[Set problem]
Copy each line of the listing below exactly.

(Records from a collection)
____________________
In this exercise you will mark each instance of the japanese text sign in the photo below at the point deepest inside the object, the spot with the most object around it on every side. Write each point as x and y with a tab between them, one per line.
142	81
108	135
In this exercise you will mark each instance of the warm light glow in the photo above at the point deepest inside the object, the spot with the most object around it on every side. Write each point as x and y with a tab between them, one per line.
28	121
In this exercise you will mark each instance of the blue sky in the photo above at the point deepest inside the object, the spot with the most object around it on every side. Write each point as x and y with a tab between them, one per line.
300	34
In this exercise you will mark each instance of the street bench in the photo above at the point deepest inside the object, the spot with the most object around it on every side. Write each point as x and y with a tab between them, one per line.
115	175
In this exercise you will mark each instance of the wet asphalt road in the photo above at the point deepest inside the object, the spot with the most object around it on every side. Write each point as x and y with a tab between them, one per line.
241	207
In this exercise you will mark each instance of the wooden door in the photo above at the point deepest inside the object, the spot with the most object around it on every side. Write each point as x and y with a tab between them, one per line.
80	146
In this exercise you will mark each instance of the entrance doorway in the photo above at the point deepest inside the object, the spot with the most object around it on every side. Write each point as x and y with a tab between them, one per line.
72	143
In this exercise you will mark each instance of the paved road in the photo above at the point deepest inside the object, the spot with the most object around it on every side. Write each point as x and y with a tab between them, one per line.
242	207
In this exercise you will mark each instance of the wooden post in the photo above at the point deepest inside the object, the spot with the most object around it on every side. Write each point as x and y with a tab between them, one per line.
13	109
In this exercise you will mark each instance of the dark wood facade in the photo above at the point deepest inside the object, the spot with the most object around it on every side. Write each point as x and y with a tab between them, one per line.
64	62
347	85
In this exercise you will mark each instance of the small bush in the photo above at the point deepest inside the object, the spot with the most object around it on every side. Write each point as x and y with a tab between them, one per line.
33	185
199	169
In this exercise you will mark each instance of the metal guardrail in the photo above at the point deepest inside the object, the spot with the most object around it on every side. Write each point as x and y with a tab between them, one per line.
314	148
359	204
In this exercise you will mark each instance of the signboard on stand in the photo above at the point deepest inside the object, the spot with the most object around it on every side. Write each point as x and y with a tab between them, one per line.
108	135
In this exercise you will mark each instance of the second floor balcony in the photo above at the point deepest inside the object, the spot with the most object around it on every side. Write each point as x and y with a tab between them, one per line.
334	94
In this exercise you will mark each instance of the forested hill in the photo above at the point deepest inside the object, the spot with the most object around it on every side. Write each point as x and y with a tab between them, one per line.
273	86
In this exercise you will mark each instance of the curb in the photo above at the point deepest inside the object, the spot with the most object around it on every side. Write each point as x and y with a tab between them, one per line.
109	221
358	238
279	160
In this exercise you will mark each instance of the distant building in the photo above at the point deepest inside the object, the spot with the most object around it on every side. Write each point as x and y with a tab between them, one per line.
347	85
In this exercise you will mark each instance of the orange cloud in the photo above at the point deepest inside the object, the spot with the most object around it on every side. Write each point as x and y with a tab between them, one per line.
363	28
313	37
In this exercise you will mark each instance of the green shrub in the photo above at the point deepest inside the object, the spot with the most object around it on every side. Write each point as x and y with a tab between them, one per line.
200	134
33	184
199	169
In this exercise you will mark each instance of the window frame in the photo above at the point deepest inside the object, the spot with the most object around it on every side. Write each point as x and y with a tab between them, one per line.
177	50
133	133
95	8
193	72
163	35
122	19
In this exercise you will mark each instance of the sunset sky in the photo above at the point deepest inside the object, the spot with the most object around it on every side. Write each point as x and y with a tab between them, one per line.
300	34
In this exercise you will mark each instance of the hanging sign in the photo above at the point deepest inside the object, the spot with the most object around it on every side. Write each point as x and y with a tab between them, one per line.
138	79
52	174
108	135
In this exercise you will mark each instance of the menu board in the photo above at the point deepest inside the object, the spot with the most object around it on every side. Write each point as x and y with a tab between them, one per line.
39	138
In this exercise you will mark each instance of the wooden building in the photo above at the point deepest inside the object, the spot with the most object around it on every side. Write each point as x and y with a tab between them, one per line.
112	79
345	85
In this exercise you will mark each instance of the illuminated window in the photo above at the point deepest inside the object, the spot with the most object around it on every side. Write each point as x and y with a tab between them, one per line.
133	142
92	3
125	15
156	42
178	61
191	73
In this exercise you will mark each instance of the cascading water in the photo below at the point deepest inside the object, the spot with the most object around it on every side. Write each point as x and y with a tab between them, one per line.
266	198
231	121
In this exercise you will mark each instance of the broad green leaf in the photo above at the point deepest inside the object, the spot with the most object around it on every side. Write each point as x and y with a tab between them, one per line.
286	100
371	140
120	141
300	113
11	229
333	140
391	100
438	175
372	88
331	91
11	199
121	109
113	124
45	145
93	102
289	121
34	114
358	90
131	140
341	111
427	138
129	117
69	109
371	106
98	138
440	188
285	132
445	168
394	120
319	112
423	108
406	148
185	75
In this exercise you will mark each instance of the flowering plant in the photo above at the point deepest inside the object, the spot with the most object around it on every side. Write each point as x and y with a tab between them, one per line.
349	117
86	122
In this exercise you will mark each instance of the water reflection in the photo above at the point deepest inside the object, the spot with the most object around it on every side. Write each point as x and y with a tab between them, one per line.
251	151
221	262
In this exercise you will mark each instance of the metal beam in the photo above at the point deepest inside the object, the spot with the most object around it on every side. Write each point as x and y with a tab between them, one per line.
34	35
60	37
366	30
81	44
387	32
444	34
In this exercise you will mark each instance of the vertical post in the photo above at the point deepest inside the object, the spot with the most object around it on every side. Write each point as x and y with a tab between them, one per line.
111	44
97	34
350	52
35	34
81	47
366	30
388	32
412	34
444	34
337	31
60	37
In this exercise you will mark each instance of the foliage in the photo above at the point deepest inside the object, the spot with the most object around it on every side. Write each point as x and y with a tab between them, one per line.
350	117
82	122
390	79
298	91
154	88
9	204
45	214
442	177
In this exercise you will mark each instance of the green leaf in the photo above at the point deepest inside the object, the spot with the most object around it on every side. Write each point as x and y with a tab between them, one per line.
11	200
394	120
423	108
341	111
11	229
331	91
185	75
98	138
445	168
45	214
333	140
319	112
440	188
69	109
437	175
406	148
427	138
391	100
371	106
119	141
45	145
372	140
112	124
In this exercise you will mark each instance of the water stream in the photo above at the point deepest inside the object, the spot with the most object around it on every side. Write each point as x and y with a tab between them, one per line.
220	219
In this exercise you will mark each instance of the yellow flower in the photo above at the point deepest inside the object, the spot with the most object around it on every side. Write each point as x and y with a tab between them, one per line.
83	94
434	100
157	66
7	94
____________________
[Full answer]
In this exercise you will mark each instance of the japanese text sign in the photo below at the point deepest inside the object, the spot with the most object around it on every side. Write each point as x and y with a tab between them, one per line.
142	81
108	135
In this exercise you will mark each instance of the warm light glow in the photo above at the point deepest inside the object, the spot with the most object around it on every side. Write each point as x and y with a tab between them, one per line.
28	121
In this exercise you will mark each instance of the blue sky in the photo above at the point deepest inside the object, the spot with the most object around it on every side. Write each point as x and y with a tab between them, one per line.
300	34
In this exercise you will mark each instance of the street bench in the photo above at the point deepest inside the object, the spot with the most object around it on every side. Write each point as x and y with a tab between them, one per line.
115	175
In this exercise you will mark each instance of the wet asphalt road in the photo above at the point deepest inside the object, the spot with the most object around it on every side. Write each point as x and y with a tab between them, one per line.
241	207
In this exercise you will mark each instance of the wooden door in the photo above at the point deepest inside the object, the spot with the most object around it on every side. Write each point as x and y with a tab between them, one per line.
80	146
In this exercise you will mark each instance of the entrance doorway in the photo above at the point deepest inside the object, the spot with the most object around it on every side. Write each point as x and y with a tab between them, one per line.
72	143
In this exercise you will mark each instance of the paved road in the photo above at the point deepest inside the object, the spot with the most object around it on every side. Write each point as x and y with a tab between them, one per line.
242	207
In this exercise you will mark each instance of the wooden post in the photo above at the point deepest inside the object, the spot with the most object around it on every side. Write each point as x and y with a tab between them, one per line.
13	109
In this exercise you will mark each instance of the dark wood facade in the photo above at the point deepest inside the object, the spot with the most object around it on every side. Write each point as x and y with a tab between them, one per line.
64	62
347	85
In this exercise you will mark each instance of the small bush in the photo above at the point deepest inside the object, the spot with the most object around it on every side. Write each point as x and y with a tab between them, one per line.
33	185
199	169
In this exercise you will mark each instance of the metal guardrail in the photo above at the point deepest inside the object, the spot with the most object around it on every side. Write each point as x and y with a tab between them, one per line.
314	148
359	204
In this exercise you will mark each instance of the signboard on stand in the photo above at the point deepest inside the object, the spot with the most object around it on every side. Write each point as x and y with a tab between them, one per line.
108	135
In this exercise you will mark each instance of the second floor balcony in the photo above at the point deepest inside the object, the spot with the most object around it on every side. Write each point as x and y with a tab between them, one per line.
334	94
In this exercise you will mark each instance of the forested hill in the photo above at the point deepest inside the object, the spot with the most object around it on every side. Write each point as x and y with a tab between them, one per line.
273	86
In this exercise you will mark each instance of the curb in the photo above at the point deepest inside the object, the spot with the most object around it on every side. Write each point as x and y with a tab between them, one per line.
109	221
358	238
279	160
In this exercise you will mark each instance of the distant building in the photo above at the point deepest inside the object, the spot with the most object around it on every side. Write each point as x and y with a tab between them, one per line.
347	85
In this exercise you will mark each instance of the orange cloud in the photo above at the point deepest inside the object, the spot with the most object around it on every side. Write each point as x and y with a tab between them, one per line.
363	28
313	37
In this exercise you will mark each instance of the green shrub in the photo above at the point deepest inside the object, the spot with the most object around it on every side. Write each point as x and y with a tab between them, one per line.
200	134
33	184
199	169
In this exercise you will mark each instance of the window frame in the photo above at the point deepest inside the object, the spot with the most object around it on every side. Write each point as x and y with a tab between them, one per line.
177	50
133	133
95	8
193	72
163	35
122	19
In this exercise you will mark each instance of the sunset sky in the photo above at the point deepest inside the object, the spot with the most object around it on every side. Write each point as x and y with a tab between them, one per line.
300	34
In this exercise you will mark each instance of the hanging sign in the photo above at the point deepest inside the object, the spot with the most object around it on every side. Write each point as x and y with a tab between them, one per line.
138	79
52	174
108	135
In this exercise you will mark each instance of the menu board in the photo above at the point deepest inside the object, the spot with the most object around it on every side. Write each point as x and y with a tab between them, one per line.
39	138
In this exercise you will mark each instance of the wooden building in the photo above at the point deepest inside the object, the spot with the most object around it on every side. Write each point as x and y with a tab between them, one per line.
112	79
345	85
In this exercise you will mark each instance of the illuminated window in the photo above at the point deepest inside the object, the spot with the most object around it on every side. Write each point as x and y with a tab between them, one per line.
133	142
92	3
125	15
156	42
178	61
191	73
In this exercise you will mark each instance of the cascading water in the photo below at the point deepest inside the object, the spot with the most object around it on every side. Write each point as x and y with a tab between them, one per line.
266	198
231	121
In this exercise you will mark each instance of the broad green leaf in the photo above at the point deepest inside the object, the spot with the most object around it on every side. Write each point as x and y with a tab between them, one per line.
286	100
371	140
120	141
300	113
11	229
333	140
391	100
438	175
372	88
331	91
11	199
121	109
113	124
45	145
93	102
289	121
34	114
358	90
131	140
341	111
427	138
129	117
69	109
371	106
98	138
440	188
285	132
445	168
394	120
319	112
423	108
406	148
185	75
In this exercise you will mark each instance of the flowering plant in the photo above at the point deepest inside the object, the spot with the most object around it on every side. Write each point as x and y with a tab between them, one per line.
349	117
86	122
In this exercise you will mark each instance of the water reflection in the photo above at the point deepest inside the object, the spot with the most object around it on every side. Write each point as x and y with a tab between them, one per line.
251	151
221	262
In this exercise you will mark each instance of the metal beam in the photo above at the point deepest inside the object, the spot with the most object around it on every side. Write each point as x and y with a tab between them, one per line.
34	35
60	37
366	30
81	44
387	32
444	34
In this exercise you will mark each instance of the vertical post in the photo above at the point deepest inside the object, the spot with the most object around it on every side. Write each point as x and y with a tab between them, one per line.
111	44
97	34
350	52
35	34
81	47
366	30
388	32
412	34
444	34
337	31
60	37
In this exercise you will mark each instance of the foliage in the photo above at the point deepest inside the object, the spot with the most object around it on every side. Write each point as x and y with a tab between them, one per line.
350	117
82	122
390	79
298	91
154	88
9	204
45	214
442	177
In this exercise you will mark each instance of the green leaf in the photo above at the point deepest inside the object, the spot with the most object around it on every side. Write each point as x and y with a tab between them, one per line.
11	200
394	120
423	108
341	111
11	229
331	91
185	75
98	138
445	168
45	214
333	140
319	112
440	188
69	109
437	175
406	148
427	138
391	100
371	106
119	141
45	145
372	140
112	124
In this exercise you will mark each instance of the water stream in the photo above at the point deepest inside the object, the spot with the most object around it on every side. Write each point as x and y with a tab between them, one per line.
220	219
In this exercise you will mark each instance of the yellow flower in the photo above at the point deepest inside the object, the spot with the most object around it on every side. Write each point as x and y with a tab between them, one per line.
83	94
434	100
157	66
7	94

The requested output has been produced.